■ **提示文**:
- - - - -

退職所得控除額が大きいほど、退職所得の金額が小さくなり、結果として課税される所得税と住民税の額も少なく抑えられます。したがって、退職金の税金を考える上で、自身の勤続年数を正確に把握し、退職所得控除額を計算することが非常に重要になります。

また、同じ年に複数の会社から退職金を受け取る場合は、勤続年数を合算して控除額を計算するのではなく、それぞれの退職金に対して個別に退職所得控除額を計算します。

源泉徴収票をチェック!退職所得の金額と税額

退職金が支払われた後、会社から「退職所得の源泉徴収票」が交付されます。この書類には、支払われた退職金の金額、退職所得控除額、退職所得の金額、源泉徴収された所得税額と住民税額などが記載されています。

源泉徴収票の確認ポイント:

  • 退職金の金額: 実際に受け取った退職金の総額が記載されているか確認します。
  • 退職所得控除額: 勤続年数に基づいて計算された控除額が記載されているか確認します。
  • 退職所得の金額: 「(退職金の額 – 退職所得控除額)× 1/2」で計算された金額が記載されているか確認します。

- - - - -

自然言語による物体位置特定データ

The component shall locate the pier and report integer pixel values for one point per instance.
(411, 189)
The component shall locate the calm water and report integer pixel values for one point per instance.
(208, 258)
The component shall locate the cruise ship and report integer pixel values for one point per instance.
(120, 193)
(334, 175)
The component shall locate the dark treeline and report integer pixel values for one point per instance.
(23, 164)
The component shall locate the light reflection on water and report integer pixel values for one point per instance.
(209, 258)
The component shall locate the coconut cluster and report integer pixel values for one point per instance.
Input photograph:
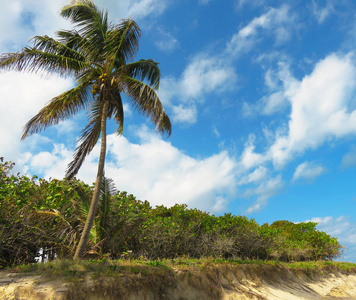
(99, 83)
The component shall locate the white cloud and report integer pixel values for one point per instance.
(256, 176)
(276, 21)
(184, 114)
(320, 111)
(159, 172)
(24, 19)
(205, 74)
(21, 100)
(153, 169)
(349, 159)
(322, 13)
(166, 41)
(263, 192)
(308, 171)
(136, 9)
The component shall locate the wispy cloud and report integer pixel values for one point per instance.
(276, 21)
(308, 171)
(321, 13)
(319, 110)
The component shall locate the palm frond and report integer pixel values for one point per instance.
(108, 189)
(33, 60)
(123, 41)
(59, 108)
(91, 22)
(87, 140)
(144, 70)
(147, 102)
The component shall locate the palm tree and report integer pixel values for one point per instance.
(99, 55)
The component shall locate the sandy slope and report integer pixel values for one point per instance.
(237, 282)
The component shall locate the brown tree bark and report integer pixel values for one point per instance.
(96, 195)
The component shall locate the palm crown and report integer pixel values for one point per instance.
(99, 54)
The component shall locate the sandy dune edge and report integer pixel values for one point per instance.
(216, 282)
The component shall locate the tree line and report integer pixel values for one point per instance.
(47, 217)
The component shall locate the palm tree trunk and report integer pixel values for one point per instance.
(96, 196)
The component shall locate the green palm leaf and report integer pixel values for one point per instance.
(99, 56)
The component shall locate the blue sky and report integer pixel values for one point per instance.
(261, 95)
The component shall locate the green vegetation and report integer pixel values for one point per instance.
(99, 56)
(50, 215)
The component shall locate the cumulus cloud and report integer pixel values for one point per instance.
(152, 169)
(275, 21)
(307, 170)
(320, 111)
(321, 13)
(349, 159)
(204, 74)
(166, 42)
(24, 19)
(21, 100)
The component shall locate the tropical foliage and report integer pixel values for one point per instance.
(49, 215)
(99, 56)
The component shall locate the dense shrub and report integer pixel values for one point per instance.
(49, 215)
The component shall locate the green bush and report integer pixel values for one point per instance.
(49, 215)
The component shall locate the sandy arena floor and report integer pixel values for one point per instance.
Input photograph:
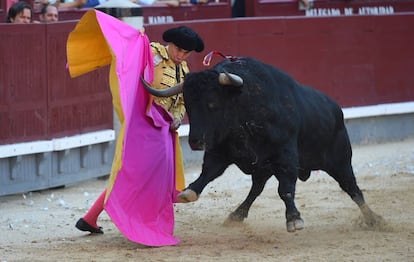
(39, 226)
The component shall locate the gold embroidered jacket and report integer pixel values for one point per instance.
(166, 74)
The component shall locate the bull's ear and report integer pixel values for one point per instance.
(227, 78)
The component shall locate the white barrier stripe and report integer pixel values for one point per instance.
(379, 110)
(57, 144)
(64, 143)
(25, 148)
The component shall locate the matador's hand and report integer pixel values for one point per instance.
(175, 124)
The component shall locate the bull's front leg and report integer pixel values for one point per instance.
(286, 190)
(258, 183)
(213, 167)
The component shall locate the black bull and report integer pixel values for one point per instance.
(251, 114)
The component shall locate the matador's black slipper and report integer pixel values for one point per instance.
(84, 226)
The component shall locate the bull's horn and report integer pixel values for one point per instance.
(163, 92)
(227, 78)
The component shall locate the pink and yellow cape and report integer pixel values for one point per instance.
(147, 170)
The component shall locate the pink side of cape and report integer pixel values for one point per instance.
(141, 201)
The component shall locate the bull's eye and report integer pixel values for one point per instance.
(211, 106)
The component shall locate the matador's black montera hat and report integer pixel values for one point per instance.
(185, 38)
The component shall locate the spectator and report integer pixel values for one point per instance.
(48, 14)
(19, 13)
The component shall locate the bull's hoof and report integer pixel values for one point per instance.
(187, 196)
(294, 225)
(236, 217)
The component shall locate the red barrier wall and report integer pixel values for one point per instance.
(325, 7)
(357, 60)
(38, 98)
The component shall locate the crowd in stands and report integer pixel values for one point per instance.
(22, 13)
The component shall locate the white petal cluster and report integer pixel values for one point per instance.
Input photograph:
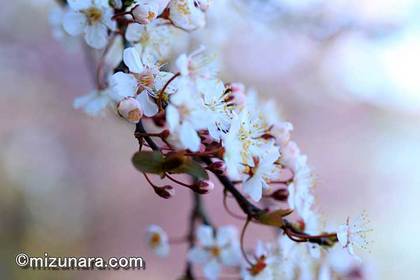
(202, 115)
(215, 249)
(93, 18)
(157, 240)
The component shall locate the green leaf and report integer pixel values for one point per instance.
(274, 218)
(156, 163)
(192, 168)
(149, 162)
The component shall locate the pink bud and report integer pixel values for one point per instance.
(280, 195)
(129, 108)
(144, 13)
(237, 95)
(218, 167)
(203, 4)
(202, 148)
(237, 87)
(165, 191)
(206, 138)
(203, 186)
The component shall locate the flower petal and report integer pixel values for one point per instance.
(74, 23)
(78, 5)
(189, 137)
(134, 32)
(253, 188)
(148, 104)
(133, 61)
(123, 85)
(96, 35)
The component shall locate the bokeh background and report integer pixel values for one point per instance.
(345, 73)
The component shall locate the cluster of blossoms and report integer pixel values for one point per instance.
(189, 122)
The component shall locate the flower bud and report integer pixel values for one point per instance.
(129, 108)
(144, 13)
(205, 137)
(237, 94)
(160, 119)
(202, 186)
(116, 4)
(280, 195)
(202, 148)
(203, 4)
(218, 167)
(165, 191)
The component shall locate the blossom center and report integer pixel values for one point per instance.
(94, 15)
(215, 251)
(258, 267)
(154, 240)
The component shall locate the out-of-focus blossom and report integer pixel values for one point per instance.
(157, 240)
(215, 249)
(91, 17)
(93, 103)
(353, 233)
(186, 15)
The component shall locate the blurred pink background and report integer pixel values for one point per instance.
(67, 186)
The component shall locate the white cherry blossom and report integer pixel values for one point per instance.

- - - - -

■ **課題一覧**:
[a] 退職金の税金についての提示文では、同じ年に複数の会社から退職金を受け取る場合、退職所得控除額をどのように計算するとされていますか？
[b] 退職金の税金についての提示文を、最後の確認ポイントの後から書き継いでください。

■ **解答一覧**:
[a] 勤続年数を合算せず、それぞれの退職金に対して個別に退職所得控除額を計算します。

[b]
  • 源泉徴収額: 源泉徴収された所得税と住民税の金額が記載されています。

もし、「退職所得の受給に関する申告書」を会社に提出している場合は、この源泉徴収票に記載された税額で納税が完了しているため、原則として確定申告は不要です。

しかし、申告書を提出していない場合や、源泉徴収された税額に疑問がある場合は、確定申告を行うことで税金の過不足を精算することができます。源泉徴収票は、確定申告を行う際に必要となる重要な書類ですので、大切に保管しておきましょう。

年の途中で退職した場合の所得税と住民税

年の途中で退職した場合、在職中に支払っていた所得税と住民税の扱いは以下のようになります。

所得税:

在職中に毎月の給与から源泉徴収されていた所得税は、あくまで概算で計算されたものです。年の途中で退職した場合、その年の1月1日から退職日までの所得に基づいて、改めて正確な所得税額が計算され、過不足が精算されます。この精算は、通常、最後の給与や退職金の支払い時に行われます。

ただし、年の途中で再就職し、新しい会社で年末調整を受ける場合は、前の会社の源泉徴収票を新しい会社に提出することで、まとめて所得税の精算が行われます。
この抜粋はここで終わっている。